(Object outline annotations)
════════════════════

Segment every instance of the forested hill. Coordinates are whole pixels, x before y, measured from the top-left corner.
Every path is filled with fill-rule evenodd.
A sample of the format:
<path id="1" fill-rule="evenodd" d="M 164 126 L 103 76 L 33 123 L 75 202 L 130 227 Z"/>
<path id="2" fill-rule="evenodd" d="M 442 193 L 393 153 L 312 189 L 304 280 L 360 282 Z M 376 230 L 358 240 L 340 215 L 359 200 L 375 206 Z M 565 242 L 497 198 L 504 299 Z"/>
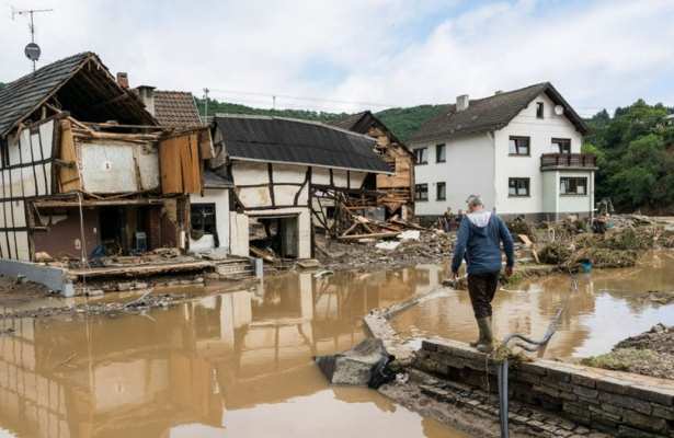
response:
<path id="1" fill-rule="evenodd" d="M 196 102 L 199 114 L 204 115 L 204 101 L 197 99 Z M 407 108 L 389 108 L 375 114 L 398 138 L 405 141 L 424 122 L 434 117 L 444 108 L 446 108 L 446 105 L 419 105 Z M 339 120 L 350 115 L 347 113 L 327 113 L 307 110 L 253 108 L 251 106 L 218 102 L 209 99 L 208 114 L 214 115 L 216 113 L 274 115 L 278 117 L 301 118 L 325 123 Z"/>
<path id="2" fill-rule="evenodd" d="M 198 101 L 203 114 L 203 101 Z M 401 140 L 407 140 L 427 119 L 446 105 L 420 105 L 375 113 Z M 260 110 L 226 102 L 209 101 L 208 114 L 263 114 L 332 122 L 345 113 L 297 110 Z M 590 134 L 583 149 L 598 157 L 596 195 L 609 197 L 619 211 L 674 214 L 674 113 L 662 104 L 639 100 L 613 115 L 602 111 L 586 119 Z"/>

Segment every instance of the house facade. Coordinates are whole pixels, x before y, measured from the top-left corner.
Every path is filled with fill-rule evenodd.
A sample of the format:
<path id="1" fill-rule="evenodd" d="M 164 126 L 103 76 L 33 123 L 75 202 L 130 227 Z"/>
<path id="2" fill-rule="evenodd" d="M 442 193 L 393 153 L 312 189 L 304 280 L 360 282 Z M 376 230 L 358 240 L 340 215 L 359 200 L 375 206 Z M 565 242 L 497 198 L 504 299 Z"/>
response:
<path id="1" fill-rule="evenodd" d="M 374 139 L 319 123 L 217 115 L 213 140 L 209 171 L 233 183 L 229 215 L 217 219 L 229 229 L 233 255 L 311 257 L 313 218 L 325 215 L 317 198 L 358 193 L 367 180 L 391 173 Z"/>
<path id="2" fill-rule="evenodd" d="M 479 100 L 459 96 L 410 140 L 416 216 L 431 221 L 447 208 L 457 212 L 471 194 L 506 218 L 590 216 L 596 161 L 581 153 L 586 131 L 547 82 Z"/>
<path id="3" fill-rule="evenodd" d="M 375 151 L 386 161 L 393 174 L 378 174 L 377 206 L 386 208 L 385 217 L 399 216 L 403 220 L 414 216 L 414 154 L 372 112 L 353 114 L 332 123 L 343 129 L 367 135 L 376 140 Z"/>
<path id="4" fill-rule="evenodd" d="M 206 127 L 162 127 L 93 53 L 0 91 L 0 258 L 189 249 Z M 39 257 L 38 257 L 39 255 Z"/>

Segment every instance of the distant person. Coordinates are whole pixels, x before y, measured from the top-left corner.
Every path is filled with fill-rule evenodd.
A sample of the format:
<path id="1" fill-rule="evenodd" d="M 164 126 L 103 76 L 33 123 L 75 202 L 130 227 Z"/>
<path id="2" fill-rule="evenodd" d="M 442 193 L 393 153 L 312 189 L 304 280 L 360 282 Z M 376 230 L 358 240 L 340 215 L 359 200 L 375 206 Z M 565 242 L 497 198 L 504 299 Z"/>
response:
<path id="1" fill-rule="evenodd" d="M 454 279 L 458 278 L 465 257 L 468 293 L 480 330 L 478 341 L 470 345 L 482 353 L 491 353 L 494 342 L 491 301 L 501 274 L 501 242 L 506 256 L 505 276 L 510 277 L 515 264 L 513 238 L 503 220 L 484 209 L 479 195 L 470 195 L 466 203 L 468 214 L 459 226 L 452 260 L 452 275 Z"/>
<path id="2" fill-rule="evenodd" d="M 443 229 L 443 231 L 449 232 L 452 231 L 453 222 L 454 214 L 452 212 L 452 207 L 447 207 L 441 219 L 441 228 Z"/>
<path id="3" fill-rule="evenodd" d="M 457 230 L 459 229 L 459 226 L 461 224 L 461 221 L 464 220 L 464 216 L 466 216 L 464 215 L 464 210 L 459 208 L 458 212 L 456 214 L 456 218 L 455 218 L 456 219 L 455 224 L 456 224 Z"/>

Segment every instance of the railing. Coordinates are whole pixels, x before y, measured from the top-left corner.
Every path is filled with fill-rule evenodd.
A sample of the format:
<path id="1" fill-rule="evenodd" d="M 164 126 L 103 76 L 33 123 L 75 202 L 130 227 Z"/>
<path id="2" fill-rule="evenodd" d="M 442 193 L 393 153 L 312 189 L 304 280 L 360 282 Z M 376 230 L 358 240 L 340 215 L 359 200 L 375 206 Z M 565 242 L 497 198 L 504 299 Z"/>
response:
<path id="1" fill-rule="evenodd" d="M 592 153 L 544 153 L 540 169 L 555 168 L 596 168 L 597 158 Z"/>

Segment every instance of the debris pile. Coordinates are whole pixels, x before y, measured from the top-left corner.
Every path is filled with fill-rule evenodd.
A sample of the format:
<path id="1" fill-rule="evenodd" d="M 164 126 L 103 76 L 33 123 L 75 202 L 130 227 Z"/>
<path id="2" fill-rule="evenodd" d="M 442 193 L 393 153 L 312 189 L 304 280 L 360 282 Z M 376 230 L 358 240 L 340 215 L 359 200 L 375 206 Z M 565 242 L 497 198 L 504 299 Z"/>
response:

════════════════════

EXERCISE DESCRIPTION: Copy out every line of the data above word for word, but omit the pictures.

THE COMPLETED TASK:
Segment every instance of the forested hill. Coordinates are whole pixels, x before y, measured from the top-left corner.
Every path is filled with fill-rule evenodd.
A sample of the format:
<path id="1" fill-rule="evenodd" d="M 164 126 L 103 76 L 33 123 L 75 202 L 130 227 Z"/>
<path id="2" fill-rule="evenodd" d="M 442 193 L 393 153 L 312 189 L 304 280 L 360 282 Z M 376 230 L 358 240 L 340 215 L 359 200 L 375 206 Z M 565 242 L 497 198 L 504 299 Z"/>
response:
<path id="1" fill-rule="evenodd" d="M 196 102 L 199 114 L 204 115 L 204 101 L 197 99 Z M 407 108 L 389 108 L 375 114 L 398 138 L 405 141 L 424 122 L 434 117 L 444 108 L 446 108 L 446 105 L 419 105 Z M 339 120 L 350 115 L 347 113 L 327 113 L 307 110 L 253 108 L 251 106 L 218 102 L 209 99 L 208 114 L 214 115 L 216 113 L 274 115 L 278 117 L 301 118 L 325 123 Z"/>
<path id="2" fill-rule="evenodd" d="M 198 101 L 203 114 L 203 101 Z M 401 140 L 407 140 L 427 119 L 446 105 L 420 105 L 375 113 Z M 260 110 L 226 102 L 209 101 L 208 114 L 263 114 L 332 122 L 345 113 L 297 110 Z M 590 134 L 583 149 L 598 157 L 596 195 L 609 197 L 619 211 L 674 214 L 674 113 L 662 104 L 639 100 L 613 115 L 602 111 L 586 119 Z"/>

Segment every instance of the house facade. Coordinates are whole pixels, x before y, measured from the top-left corner.
Every path is filled with fill-rule evenodd.
A sample of the format:
<path id="1" fill-rule="evenodd" d="M 164 126 L 103 76 L 33 123 L 75 202 L 130 227 Z"/>
<path id="2" fill-rule="evenodd" d="M 442 193 L 393 153 L 312 189 L 304 280 L 360 282 Z M 376 230 L 358 240 L 340 215 L 359 200 L 375 206 Z M 565 242 L 497 198 L 504 299 Z"/>
response:
<path id="1" fill-rule="evenodd" d="M 374 139 L 319 123 L 217 115 L 213 140 L 209 171 L 233 183 L 229 215 L 217 219 L 229 229 L 233 255 L 311 257 L 313 218 L 325 215 L 317 198 L 358 193 L 367 180 L 391 173 Z"/>
<path id="2" fill-rule="evenodd" d="M 479 100 L 459 96 L 410 140 L 416 216 L 431 221 L 447 208 L 457 212 L 471 194 L 506 218 L 590 216 L 596 161 L 581 153 L 586 131 L 547 82 Z"/>
<path id="3" fill-rule="evenodd" d="M 375 151 L 386 161 L 393 174 L 378 174 L 377 206 L 386 208 L 385 217 L 399 216 L 403 220 L 414 216 L 414 154 L 372 112 L 353 114 L 332 123 L 343 129 L 367 135 L 376 140 Z"/>
<path id="4" fill-rule="evenodd" d="M 206 127 L 162 127 L 93 53 L 0 91 L 0 258 L 189 249 Z M 39 257 L 38 257 L 39 255 Z"/>

Segment every instance of the distant person. Coordinates are whole pixels, x before y, measured from the top-left corner.
Every path is filled with fill-rule evenodd.
A sample of the format:
<path id="1" fill-rule="evenodd" d="M 164 126 L 103 76 L 33 123 L 75 202 L 130 227 Z"/>
<path id="2" fill-rule="evenodd" d="M 442 193 L 393 153 L 312 189 L 304 280 L 360 282 Z M 376 230 L 358 240 L 340 215 L 359 200 L 375 206 Z M 565 242 L 497 198 L 504 299 Z"/>
response:
<path id="1" fill-rule="evenodd" d="M 454 279 L 458 278 L 465 257 L 468 293 L 480 330 L 478 341 L 470 345 L 482 353 L 491 353 L 494 342 L 491 301 L 501 274 L 501 242 L 506 256 L 505 276 L 510 277 L 515 264 L 513 238 L 503 220 L 484 209 L 479 195 L 470 195 L 466 203 L 468 214 L 459 226 L 452 260 L 452 275 Z"/>
<path id="2" fill-rule="evenodd" d="M 443 229 L 443 231 L 449 232 L 452 231 L 453 222 L 454 214 L 452 212 L 452 207 L 447 207 L 441 219 L 441 228 Z"/>
<path id="3" fill-rule="evenodd" d="M 457 230 L 459 229 L 459 226 L 461 224 L 461 221 L 464 220 L 464 216 L 466 216 L 464 215 L 464 210 L 459 208 L 458 212 L 456 214 L 456 218 L 455 218 L 456 219 L 455 224 L 456 224 Z"/>

Segment every instance of the railing. Coordinates are whole pixels, x before y, measured from the top-left corner.
Every path is filled with fill-rule evenodd.
A sample of the format:
<path id="1" fill-rule="evenodd" d="M 164 126 L 103 76 L 33 123 L 75 202 L 130 227 Z"/>
<path id="2" fill-rule="evenodd" d="M 442 193 L 393 153 L 312 189 L 304 280 L 360 282 Z M 376 230 L 358 240 L 340 215 L 359 200 L 375 206 Z M 565 242 L 497 198 L 504 299 Z"/>
response:
<path id="1" fill-rule="evenodd" d="M 592 153 L 544 153 L 540 169 L 555 168 L 596 168 L 597 158 Z"/>

Segment every instance of the debris pile. Coordinates are whole pixels, x before y, measured from the top-left corner.
Every path is filled with fill-rule evenodd.
A sample of the format:
<path id="1" fill-rule="evenodd" d="M 164 126 L 103 76 L 33 123 L 75 202 L 130 227 Z"/>
<path id="2" fill-rule="evenodd" d="M 442 193 L 393 153 L 312 189 L 304 280 L 360 282 Z M 376 230 L 358 240 L 340 215 L 359 200 L 375 206 Z M 565 242 L 497 198 L 504 299 Z"/>
response:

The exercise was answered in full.